▸ PROBLEM STATEMENT: Reproduce the material from the line holding "Indicate each instance of the dried" through the line holding "[(648, 712)]", inclusive, keeping every request but shifting each x and y coordinate in the answers up by 66.

##########

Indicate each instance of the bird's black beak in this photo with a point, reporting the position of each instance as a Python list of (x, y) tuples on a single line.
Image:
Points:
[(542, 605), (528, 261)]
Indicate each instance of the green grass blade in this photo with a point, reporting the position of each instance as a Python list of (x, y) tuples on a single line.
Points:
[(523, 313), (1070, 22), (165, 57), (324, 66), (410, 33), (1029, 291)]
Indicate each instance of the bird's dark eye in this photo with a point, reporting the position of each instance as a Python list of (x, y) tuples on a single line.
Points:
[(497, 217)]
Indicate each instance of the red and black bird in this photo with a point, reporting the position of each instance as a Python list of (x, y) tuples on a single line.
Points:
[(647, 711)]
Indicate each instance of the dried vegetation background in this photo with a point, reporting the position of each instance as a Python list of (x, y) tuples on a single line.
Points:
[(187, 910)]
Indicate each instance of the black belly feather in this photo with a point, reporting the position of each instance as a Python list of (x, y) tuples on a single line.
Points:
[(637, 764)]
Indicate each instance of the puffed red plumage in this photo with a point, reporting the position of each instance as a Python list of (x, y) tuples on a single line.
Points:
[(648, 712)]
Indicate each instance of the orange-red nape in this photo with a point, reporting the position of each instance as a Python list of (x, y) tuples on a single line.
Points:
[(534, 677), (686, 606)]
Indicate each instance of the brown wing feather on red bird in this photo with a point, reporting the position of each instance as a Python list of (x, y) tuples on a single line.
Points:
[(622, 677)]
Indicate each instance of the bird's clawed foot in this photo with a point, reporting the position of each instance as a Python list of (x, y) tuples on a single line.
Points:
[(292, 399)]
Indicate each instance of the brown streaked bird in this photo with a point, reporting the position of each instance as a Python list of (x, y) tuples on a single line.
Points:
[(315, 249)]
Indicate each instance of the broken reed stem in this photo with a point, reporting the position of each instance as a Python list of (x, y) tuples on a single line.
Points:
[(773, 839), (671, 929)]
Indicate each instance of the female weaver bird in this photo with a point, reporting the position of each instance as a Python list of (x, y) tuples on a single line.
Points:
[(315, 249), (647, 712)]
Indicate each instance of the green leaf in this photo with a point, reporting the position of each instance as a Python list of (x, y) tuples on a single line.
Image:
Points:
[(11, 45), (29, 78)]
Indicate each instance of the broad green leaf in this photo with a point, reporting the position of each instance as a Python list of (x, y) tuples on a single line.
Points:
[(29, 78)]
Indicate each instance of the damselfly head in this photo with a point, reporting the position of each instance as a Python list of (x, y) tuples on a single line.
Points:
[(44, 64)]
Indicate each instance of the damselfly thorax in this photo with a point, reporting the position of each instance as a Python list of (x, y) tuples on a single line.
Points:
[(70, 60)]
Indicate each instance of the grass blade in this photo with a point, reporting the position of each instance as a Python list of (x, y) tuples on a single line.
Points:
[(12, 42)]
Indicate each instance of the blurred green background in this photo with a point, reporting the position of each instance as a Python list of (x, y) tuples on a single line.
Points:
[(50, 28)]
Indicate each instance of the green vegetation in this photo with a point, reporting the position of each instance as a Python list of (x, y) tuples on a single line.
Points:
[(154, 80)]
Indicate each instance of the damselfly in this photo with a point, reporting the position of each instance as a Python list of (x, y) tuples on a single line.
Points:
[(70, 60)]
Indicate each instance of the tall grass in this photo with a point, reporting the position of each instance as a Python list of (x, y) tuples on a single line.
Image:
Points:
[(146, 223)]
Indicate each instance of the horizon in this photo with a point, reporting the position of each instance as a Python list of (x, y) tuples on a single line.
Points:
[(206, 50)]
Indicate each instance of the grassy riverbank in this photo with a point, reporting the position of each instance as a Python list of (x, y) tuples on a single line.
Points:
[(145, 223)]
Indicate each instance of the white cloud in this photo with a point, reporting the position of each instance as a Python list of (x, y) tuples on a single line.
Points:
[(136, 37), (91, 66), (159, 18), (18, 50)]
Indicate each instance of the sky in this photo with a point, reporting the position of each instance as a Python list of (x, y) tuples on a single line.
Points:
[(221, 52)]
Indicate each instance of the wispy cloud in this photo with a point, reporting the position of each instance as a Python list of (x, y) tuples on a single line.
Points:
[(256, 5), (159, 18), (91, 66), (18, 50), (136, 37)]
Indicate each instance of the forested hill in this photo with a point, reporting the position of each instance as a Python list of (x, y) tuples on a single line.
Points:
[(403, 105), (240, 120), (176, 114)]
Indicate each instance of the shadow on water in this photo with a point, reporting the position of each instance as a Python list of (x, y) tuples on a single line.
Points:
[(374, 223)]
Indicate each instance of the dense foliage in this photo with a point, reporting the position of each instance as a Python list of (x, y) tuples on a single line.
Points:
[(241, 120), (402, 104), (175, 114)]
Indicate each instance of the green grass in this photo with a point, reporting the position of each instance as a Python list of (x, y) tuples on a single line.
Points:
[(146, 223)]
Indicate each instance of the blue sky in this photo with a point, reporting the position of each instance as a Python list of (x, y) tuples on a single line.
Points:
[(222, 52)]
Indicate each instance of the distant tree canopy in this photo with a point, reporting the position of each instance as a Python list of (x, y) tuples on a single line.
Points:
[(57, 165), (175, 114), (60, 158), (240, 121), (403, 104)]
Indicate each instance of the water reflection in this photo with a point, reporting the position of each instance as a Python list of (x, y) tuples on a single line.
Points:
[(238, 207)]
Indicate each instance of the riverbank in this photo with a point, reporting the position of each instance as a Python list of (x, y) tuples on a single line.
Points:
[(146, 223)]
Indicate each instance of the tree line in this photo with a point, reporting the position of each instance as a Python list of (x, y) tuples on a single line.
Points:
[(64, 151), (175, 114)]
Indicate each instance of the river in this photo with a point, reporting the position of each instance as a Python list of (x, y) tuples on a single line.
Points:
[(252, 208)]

##########

▸ SOLUTION FOR THIS TASK:
Indicate each instance of the dried vegetation background in this photo with a point, reporting the position of each instance as a Python list of (x, y) tuples on a single line.
Points:
[(253, 976)]
Indicate each instance of the black belly feather in this photo with a point, reporting the position of each instance as a Python list of (x, y) tuples on a single line.
Points:
[(703, 830)]
Indicate each instance of the puffed red plumage in this photo with a point, reporting the position of each instance as a Python list of (x, y) tuples on a single line.
Points:
[(714, 778)]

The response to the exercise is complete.